[llvm-dev] RFC: Representing unions in TBAA

Xin Tong via llvm-dev llvm-dev at lists.llvm.org
Sun Apr 9 18:40:45 PDT 2017


I would like to see it disabled as well until fixed, we have problem
compiling HHVM with clang due to this union+TBAA problem.

-Xin
-- 
Software Engineer
Employee of Facebook Inc.

On Fri, Apr 7, 2017 at 1:29 PM, Daniel Berlin via llvm-dev
<llvm-dev at lists.llvm.org> wrote:
> Ah.
> IMHO, yes we should disable it until it's correct.
>
>
> On Fri, Apr 7, 2017 at 1:28 PM, Krzysztof Parzyszek
> <kparzysz at codeaurora.org> wrote:
>>
>> I'm asking if people are ok with it. :)
>> We've had customer reports that can be tracked down to this issue, so this
>> is something we'd really like to working (at least in terms of correctness).
>>
>> I can come up with a patch.
>>
>> -Krzysztof
>>
>>
>> On 4/7/2017 3:25 PM, Daniel Berlin wrote:
>>>
>>> Not familiar with clang enough to know.
········
§ AIM 1:
Transcribe the part of the mailing list post that opens with the words containing "On Fri, Apr 7, 2017 at 1:29" and closes with "until it's correct.".
These records are unrelated to the mailing list post.

Saved data entries:
········
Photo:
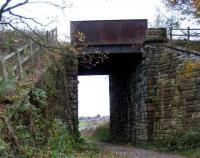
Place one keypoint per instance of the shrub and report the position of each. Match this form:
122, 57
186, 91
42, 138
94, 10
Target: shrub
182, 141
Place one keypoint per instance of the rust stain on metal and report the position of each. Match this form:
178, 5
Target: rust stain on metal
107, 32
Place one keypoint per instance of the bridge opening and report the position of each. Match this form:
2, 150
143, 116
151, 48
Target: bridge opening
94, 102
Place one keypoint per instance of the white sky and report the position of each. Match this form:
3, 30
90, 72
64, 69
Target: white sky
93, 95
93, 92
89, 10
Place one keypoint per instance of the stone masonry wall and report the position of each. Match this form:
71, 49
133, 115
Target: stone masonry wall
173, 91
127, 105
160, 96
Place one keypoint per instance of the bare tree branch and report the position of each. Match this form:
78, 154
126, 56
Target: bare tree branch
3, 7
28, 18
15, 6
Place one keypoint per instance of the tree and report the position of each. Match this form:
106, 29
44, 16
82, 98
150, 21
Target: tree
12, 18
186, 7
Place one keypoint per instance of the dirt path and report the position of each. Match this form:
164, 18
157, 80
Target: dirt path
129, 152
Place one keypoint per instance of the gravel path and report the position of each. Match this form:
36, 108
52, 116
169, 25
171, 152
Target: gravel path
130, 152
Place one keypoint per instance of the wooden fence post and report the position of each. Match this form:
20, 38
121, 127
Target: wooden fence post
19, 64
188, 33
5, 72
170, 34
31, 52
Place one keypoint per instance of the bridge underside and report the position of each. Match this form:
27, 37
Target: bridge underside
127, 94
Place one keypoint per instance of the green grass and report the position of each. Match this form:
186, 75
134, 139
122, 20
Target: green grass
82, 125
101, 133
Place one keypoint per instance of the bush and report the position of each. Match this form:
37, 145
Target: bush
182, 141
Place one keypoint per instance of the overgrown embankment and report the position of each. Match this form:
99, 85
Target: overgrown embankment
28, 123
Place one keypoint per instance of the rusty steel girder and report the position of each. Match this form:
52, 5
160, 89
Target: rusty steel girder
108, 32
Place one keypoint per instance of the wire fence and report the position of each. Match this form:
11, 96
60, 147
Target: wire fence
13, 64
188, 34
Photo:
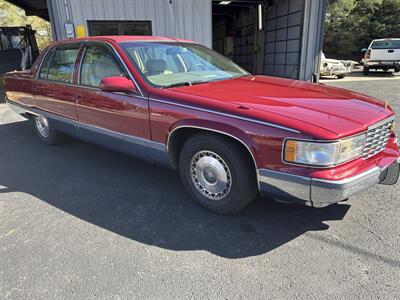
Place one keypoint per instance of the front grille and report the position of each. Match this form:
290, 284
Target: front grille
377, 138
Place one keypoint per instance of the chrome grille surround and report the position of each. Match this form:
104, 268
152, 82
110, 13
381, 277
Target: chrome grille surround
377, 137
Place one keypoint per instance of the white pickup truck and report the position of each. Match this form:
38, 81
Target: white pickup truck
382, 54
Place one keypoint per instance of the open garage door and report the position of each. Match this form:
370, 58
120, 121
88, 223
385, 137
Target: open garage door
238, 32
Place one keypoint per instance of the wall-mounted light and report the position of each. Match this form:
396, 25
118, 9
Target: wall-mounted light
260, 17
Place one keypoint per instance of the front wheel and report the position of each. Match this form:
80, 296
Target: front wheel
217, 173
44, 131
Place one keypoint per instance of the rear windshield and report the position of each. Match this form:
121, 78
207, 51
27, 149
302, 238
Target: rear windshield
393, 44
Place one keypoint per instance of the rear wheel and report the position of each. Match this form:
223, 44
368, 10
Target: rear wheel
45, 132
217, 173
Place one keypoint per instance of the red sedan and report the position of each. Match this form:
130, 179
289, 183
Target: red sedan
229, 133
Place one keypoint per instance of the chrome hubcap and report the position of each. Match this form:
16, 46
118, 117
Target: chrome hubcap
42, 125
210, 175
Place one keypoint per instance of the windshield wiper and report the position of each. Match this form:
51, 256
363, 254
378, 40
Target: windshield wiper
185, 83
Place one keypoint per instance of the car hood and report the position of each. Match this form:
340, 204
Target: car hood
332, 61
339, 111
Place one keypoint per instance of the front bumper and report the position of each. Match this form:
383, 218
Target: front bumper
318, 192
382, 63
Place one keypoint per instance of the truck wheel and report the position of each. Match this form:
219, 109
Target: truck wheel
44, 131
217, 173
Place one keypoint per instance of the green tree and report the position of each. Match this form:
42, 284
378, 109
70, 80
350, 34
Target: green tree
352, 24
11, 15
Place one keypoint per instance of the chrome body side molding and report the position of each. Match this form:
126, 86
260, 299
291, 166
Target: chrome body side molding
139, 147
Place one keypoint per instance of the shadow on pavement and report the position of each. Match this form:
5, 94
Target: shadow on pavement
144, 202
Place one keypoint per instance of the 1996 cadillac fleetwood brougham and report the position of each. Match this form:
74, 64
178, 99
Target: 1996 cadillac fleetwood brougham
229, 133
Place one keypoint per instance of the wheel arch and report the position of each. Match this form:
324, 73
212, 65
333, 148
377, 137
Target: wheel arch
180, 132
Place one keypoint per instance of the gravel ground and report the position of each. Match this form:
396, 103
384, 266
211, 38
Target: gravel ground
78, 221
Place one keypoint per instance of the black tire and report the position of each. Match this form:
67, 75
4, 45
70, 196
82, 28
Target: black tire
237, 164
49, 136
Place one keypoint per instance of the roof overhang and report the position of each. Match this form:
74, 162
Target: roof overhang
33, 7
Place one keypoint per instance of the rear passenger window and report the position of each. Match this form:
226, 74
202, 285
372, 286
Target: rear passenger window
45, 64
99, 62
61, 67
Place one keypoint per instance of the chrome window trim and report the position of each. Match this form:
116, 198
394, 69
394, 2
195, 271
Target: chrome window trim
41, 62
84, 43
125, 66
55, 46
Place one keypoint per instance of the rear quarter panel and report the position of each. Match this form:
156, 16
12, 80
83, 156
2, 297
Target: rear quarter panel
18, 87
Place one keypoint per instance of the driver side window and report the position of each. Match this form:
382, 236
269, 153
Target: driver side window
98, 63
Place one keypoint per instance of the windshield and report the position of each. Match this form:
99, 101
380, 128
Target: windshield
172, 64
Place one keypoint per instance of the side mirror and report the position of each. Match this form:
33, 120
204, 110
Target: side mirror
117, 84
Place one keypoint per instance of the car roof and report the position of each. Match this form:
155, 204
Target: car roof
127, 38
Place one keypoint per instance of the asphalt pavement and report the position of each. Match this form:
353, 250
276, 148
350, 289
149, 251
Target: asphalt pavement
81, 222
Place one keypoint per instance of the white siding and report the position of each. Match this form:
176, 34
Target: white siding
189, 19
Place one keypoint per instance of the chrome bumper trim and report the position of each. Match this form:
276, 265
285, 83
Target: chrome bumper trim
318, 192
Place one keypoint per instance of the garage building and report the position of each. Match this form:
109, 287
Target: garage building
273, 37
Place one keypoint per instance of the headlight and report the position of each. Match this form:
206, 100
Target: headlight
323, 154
········
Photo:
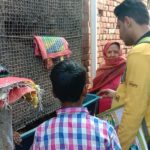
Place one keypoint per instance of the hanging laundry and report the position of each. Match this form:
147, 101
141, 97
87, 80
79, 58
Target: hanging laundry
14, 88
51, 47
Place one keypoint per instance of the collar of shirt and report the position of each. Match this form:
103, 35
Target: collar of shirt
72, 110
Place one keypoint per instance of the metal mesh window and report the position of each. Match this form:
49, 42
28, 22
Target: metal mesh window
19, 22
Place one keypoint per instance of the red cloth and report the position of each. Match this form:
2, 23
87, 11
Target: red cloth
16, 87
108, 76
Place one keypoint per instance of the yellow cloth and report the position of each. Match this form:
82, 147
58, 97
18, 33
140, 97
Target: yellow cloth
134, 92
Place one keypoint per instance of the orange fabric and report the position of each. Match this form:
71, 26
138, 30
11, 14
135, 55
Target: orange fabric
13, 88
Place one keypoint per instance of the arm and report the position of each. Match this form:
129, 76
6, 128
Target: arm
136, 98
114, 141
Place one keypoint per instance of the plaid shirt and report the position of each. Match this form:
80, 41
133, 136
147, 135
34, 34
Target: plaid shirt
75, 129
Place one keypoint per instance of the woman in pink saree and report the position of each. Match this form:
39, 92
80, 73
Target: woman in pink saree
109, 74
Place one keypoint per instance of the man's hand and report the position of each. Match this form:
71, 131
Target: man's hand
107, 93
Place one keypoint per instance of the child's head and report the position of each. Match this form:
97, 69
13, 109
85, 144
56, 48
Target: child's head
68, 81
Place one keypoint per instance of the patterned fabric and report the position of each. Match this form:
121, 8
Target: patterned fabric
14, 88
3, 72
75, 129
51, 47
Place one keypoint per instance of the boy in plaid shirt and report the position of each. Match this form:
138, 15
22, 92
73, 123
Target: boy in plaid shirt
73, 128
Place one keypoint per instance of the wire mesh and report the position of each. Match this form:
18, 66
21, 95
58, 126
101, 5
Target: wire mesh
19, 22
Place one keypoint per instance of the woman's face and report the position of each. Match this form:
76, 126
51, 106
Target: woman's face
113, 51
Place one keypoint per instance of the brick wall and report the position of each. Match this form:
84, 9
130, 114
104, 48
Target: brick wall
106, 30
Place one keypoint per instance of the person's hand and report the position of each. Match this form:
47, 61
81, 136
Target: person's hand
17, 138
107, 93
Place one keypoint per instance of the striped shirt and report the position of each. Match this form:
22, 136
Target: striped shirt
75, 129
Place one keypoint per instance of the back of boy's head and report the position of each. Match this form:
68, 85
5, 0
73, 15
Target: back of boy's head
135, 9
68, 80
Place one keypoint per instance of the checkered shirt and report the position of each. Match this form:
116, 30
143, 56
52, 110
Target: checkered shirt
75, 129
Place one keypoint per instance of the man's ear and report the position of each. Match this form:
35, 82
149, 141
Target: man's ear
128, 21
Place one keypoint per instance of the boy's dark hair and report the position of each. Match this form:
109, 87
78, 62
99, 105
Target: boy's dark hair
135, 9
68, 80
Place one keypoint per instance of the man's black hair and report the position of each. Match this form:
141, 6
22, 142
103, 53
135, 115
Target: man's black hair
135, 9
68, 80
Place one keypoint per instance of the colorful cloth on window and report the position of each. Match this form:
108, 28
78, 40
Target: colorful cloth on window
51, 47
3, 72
········
§ AIM 2:
Gather every line of the records that contains the string "mounted".

§ TASK RESPONSE 1:
On Fri, Apr 7, 2017 at 1:29 PM, Daniel Berlin via llvm-dev
<llvm-dev at lists.llvm.org> wrote:
> Ah.
> IMHO, yes we should disable it until it's correct.

§ TASK RESPONSE 2:
Place one keypoint per instance of the wall-mounted light and report the position of each. Match this form:
Target: wall-mounted light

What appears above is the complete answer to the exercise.